Begin WORKING DATA
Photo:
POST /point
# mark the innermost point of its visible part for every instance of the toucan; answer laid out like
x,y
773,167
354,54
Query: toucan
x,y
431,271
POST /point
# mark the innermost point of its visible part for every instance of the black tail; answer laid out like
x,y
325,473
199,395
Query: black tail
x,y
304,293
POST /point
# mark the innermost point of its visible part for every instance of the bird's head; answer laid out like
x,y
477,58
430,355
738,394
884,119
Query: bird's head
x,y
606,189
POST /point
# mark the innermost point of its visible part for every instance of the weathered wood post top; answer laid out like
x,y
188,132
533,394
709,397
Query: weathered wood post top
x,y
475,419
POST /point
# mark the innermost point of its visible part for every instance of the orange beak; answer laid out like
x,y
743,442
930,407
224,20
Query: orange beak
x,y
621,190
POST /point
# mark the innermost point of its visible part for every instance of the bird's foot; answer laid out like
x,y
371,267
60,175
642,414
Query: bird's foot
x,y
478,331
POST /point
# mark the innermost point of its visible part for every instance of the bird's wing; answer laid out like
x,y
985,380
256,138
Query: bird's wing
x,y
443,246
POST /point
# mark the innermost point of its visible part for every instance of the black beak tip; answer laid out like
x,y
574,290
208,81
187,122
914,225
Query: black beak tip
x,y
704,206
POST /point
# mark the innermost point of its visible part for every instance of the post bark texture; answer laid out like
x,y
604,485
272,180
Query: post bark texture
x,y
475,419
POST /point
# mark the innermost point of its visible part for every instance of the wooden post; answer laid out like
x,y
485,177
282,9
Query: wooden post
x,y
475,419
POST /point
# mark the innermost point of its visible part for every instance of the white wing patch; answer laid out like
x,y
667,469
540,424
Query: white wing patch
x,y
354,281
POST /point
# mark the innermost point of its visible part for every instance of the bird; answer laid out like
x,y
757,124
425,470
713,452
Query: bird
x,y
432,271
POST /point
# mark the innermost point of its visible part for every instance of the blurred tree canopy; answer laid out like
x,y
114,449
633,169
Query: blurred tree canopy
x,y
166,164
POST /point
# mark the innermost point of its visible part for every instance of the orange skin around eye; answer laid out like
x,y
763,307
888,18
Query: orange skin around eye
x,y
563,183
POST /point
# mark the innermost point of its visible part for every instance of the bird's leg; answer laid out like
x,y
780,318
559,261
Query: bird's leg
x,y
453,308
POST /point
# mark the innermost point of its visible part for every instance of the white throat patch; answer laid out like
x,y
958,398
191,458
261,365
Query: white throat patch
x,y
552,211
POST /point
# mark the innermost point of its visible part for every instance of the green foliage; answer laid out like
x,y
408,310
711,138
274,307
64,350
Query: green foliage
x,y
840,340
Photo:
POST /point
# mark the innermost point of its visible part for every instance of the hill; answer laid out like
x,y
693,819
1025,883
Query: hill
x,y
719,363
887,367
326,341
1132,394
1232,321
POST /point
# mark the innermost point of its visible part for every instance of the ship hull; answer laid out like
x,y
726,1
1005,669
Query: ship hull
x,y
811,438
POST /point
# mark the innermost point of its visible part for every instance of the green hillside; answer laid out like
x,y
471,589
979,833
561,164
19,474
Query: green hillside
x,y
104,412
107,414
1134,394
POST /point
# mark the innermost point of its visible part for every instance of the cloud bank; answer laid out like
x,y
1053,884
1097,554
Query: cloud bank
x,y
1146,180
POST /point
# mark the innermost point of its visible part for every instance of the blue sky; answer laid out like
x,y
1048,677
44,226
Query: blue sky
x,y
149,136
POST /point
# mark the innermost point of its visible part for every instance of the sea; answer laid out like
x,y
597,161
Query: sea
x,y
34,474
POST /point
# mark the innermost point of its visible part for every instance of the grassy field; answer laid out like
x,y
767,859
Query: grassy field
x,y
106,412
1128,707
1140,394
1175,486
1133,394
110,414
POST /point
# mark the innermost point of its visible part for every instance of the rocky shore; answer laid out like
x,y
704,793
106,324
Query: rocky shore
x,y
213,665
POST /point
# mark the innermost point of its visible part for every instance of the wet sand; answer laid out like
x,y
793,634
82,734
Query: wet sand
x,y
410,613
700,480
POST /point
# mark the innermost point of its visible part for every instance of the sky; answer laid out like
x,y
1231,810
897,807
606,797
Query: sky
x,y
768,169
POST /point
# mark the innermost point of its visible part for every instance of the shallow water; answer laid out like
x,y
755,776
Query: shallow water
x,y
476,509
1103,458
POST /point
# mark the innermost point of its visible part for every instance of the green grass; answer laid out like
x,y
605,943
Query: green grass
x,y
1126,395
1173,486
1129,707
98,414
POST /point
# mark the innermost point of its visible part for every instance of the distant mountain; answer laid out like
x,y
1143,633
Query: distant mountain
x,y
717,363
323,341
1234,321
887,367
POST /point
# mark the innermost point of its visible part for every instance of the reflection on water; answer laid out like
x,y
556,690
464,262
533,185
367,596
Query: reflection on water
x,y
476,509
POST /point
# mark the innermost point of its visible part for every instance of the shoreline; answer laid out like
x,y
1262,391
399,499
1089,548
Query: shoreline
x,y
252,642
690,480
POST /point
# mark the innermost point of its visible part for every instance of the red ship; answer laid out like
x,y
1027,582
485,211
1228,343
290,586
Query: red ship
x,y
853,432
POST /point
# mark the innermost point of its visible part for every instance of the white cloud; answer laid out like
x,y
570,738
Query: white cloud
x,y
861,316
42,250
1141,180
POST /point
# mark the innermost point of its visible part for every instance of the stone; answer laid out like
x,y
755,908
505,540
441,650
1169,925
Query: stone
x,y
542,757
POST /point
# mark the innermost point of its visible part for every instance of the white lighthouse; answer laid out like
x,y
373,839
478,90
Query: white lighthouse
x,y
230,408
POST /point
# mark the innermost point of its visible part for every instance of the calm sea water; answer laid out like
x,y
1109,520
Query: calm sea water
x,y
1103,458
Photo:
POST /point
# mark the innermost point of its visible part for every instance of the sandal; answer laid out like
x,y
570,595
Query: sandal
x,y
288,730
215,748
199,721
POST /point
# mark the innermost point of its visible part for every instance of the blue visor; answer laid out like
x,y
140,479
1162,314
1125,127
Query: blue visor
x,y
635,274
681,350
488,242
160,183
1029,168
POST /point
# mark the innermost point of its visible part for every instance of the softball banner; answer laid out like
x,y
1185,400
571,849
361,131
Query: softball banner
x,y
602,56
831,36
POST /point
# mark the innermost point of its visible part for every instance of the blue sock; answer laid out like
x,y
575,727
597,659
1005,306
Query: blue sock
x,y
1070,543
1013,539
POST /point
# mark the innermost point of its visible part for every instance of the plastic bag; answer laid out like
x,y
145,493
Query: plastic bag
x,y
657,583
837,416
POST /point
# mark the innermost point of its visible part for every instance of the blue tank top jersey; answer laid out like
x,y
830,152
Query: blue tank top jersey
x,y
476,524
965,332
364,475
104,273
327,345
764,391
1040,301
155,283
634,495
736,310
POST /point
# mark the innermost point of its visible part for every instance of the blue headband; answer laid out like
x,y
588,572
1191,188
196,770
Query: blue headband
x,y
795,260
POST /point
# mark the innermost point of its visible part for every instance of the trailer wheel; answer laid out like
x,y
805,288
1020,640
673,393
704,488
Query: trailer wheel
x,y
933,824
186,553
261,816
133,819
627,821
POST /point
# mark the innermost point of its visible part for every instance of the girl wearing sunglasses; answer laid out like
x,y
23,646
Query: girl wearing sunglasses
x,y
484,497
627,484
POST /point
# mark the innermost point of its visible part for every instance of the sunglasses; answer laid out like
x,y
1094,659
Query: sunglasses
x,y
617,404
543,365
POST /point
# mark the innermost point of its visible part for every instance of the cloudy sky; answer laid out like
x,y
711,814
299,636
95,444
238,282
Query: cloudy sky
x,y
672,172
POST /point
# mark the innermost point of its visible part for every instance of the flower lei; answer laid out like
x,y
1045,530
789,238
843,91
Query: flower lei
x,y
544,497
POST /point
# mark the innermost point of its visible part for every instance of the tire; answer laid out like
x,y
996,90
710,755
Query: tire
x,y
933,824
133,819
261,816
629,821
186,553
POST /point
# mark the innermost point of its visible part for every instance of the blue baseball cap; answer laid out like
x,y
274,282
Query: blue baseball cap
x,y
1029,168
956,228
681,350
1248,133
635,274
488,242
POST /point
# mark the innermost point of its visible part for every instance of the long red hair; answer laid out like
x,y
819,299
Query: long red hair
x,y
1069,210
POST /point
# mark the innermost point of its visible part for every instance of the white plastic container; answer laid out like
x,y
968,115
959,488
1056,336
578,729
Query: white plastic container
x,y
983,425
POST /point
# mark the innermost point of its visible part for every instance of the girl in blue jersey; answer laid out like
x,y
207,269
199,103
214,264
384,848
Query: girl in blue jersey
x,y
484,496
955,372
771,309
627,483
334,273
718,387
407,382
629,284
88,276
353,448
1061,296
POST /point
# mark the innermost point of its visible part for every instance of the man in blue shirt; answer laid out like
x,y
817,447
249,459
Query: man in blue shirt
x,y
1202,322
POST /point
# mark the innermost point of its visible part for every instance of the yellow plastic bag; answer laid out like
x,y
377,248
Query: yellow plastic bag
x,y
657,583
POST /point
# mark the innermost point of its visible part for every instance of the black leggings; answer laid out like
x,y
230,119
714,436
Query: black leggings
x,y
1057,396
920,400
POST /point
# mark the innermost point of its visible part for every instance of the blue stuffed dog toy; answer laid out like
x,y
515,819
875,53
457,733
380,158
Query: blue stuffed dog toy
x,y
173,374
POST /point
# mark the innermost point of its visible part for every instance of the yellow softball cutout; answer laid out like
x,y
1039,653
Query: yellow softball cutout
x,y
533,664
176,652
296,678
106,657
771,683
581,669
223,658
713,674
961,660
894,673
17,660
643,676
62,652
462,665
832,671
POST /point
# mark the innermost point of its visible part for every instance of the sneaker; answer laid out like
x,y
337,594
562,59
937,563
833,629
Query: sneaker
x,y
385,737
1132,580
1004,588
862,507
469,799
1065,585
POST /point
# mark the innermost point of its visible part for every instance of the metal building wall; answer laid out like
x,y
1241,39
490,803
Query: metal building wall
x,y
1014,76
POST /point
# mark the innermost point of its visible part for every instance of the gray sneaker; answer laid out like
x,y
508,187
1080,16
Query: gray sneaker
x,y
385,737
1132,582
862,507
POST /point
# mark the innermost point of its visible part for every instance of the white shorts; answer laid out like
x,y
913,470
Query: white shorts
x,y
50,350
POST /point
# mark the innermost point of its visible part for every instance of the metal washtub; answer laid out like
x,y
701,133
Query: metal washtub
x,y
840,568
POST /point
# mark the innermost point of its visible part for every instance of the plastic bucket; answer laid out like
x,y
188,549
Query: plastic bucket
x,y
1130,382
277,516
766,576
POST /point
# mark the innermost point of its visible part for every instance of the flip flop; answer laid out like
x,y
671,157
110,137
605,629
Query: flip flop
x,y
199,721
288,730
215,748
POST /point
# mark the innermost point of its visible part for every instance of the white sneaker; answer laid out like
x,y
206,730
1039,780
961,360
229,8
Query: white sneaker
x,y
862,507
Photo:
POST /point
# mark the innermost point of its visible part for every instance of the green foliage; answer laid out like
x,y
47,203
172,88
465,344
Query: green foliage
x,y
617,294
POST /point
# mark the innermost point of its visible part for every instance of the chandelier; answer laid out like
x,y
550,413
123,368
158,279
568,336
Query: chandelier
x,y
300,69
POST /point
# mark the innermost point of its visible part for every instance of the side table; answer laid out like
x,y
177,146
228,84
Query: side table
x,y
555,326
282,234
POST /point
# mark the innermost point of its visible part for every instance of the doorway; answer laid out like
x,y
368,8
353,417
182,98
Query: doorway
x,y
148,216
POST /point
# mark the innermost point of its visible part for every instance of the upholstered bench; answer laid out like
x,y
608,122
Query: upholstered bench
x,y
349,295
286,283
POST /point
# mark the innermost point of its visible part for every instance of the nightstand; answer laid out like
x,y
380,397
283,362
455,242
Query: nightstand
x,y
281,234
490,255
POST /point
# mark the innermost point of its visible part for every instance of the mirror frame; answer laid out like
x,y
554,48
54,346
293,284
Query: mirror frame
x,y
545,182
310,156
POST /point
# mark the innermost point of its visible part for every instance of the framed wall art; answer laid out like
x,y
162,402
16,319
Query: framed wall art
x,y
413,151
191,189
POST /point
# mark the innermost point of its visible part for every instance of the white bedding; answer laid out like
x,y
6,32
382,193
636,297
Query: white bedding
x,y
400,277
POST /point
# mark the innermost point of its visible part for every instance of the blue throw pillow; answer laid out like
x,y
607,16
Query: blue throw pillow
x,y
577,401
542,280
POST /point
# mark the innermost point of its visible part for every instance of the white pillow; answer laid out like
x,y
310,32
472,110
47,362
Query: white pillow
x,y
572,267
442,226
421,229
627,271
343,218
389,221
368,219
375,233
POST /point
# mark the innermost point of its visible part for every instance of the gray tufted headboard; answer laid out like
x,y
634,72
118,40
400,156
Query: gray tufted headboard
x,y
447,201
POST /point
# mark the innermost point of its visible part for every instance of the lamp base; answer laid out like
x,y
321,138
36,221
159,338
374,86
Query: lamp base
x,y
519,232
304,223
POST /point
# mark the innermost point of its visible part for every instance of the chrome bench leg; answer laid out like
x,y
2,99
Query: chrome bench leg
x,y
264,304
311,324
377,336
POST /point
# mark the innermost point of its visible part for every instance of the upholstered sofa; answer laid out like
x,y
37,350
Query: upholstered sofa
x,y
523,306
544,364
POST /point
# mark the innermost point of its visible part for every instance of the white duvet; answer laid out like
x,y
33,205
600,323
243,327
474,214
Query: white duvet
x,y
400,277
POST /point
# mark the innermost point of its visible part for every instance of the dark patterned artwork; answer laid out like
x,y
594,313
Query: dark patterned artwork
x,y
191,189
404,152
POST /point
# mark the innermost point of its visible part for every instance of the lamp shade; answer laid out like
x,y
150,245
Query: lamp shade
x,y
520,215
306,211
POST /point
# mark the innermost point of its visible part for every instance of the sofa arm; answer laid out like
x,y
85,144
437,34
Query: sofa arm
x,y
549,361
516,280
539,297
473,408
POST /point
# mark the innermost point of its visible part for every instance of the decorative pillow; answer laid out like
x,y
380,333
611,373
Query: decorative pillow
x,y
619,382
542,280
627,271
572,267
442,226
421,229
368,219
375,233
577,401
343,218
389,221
End WORKING DATA
### GOAL
Copy out each line of the items above that contains the word "framed".

### EXERCISE OUTPUT
# mark the innermost point of its visible part for every instance of the framed wall art; answer laid out like
Query: framed wall art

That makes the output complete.